| Passage |
Ted Simons: Regenerative medicine… is that what we are talking about here as well?

Dr. Karen Anderson: Well, it is a different off shoot, but if you can get to the primary cells and get them to grow, then we can start to push on them with different drugs and combinations to understand what is actually going to be used for treating women with breast cancer in real time. Can we actually take cancers and try to understand in real time so we can target their therapy specifically.

Ted Simons: It's almost like finding the environment they like and go in there and cause them some harm.

Dr. Karen Anderson: Exactly.

Ted Simons: The collaborative effect, you have ASU, T-Gen, Mayo Clinic Clinic. What were the challenges of getting these big brains together to fight breast cancer?

Dr. Karen Anderson: Well, we have a common mission. That makes it much simpler. The mission is driven by what our patients need. From that there's logistical challenges, obviously. We have three centers, three different institutions. We meet regularly, and we think about projects. We develop projects, grants, we co-publish papers. Right now we're actually starting to develop new clinical trials based on some of this to try to bring these forward for people here.

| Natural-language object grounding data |
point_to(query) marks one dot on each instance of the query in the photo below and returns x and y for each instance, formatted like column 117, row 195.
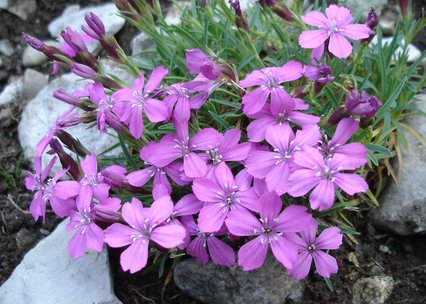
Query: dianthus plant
column 241, row 133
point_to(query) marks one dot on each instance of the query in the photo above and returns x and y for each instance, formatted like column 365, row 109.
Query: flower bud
column 83, row 71
column 95, row 28
column 66, row 97
column 361, row 103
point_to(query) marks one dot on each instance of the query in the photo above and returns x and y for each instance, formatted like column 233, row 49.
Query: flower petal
column 339, row 46
column 220, row 252
column 330, row 238
column 168, row 236
column 312, row 39
column 252, row 255
column 351, row 183
column 325, row 264
column 135, row 257
column 322, row 197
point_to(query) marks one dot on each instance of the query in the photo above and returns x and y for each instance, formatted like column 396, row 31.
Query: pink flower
column 207, row 244
column 284, row 114
column 159, row 174
column 356, row 153
column 276, row 165
column 324, row 176
column 222, row 193
column 269, row 231
column 336, row 26
column 88, row 234
column 269, row 80
column 133, row 102
column 310, row 247
column 172, row 147
column 46, row 191
column 180, row 102
column 143, row 228
column 105, row 104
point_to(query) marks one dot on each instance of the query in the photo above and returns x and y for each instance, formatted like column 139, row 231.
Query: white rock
column 6, row 47
column 413, row 52
column 34, row 82
column 48, row 275
column 41, row 112
column 21, row 8
column 108, row 13
column 13, row 92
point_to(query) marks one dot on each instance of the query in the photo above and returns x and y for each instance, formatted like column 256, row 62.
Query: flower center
column 214, row 156
column 311, row 248
column 270, row 80
column 139, row 100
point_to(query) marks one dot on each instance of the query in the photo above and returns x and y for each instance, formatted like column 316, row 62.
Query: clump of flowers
column 225, row 158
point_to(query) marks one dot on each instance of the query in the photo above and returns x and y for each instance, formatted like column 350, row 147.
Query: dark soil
column 377, row 252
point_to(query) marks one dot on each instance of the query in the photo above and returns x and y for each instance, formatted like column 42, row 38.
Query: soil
column 403, row 258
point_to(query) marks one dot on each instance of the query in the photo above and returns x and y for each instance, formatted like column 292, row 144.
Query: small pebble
column 384, row 249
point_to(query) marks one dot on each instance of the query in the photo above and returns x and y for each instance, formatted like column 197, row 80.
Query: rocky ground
column 382, row 266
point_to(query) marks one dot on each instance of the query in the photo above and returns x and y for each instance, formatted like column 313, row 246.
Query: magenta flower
column 284, row 114
column 269, row 80
column 227, row 149
column 65, row 120
column 276, row 165
column 92, row 184
column 222, row 193
column 133, row 102
column 361, row 103
column 207, row 244
column 179, row 99
column 198, row 62
column 88, row 234
column 105, row 104
column 143, row 228
column 335, row 26
column 311, row 247
column 356, row 153
column 46, row 192
column 269, row 231
column 141, row 177
column 324, row 176
column 172, row 147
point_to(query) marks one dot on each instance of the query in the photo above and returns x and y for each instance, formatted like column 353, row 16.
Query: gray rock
column 41, row 112
column 413, row 52
column 75, row 18
column 34, row 82
column 48, row 275
column 374, row 290
column 403, row 205
column 21, row 8
column 213, row 284
column 6, row 47
column 13, row 92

| What to do |
**1.** In the breast cancer interview, what drives the common mission shared by the collaborating institutions?
**2.** Please carry on the breast cancer interview from the point where it stops.

| Outputs in order |
**1.** What their patients need.

**2.**
Ted Simons: How far along is medicine in general in just identifying and treating these aggressive forms of cancers?

Dr. Karen Anderson: I think we're not far along enough yet. There's no question if you ask any woman who has any of these cancers they have to go through chemotherapy, hormone therapy, a lot of surgery, radiation. Still we can't say you're cured. We never get to say that. We have a long way to go. We have made strides, no question survival rates are steadily getting better, but it comes at a cost. It's a lot of therapy. We would like to be able to target these better. For some women we need newer, better drugs for this.

Ted Simons: Take us back five, ten years. What more do we know now than we did then?

Dr. Karen Anderson: I think what we really are appreciating now is like I said that heterogeneity both between patients with cancer, the fact on the outside they may look the same, but internally they are different. Also even within a cancer, they can be different. I think that's something the whole field is starting to appreciate.

Ted Simons: What should we watch for as far as research? What's the next big news or big focus I guess?

Dr. Karen Anderson: Big focus in BIG?

Ted Simons: Yes.

Dr. Karen Anderson: I think that a number of projects one is on androgen receptors and what we can do. I think that will be coming out. We're starting to develop new vaccine and immunotherapy. We have a lot of expertise in the valley on that. Trying to develop new protocols, trials, trying to recruit the immune system to fight breast cancer when chemotherapy and hormone therapy doesn't work. Getting out the genomics, how can we find that earlier? Diagnosis is a big part of that.

Ted Simons: The fact there's a T-Gen, Mayo Clinic, ASU. Talk about the valley's importance in this particular line of medicine and research.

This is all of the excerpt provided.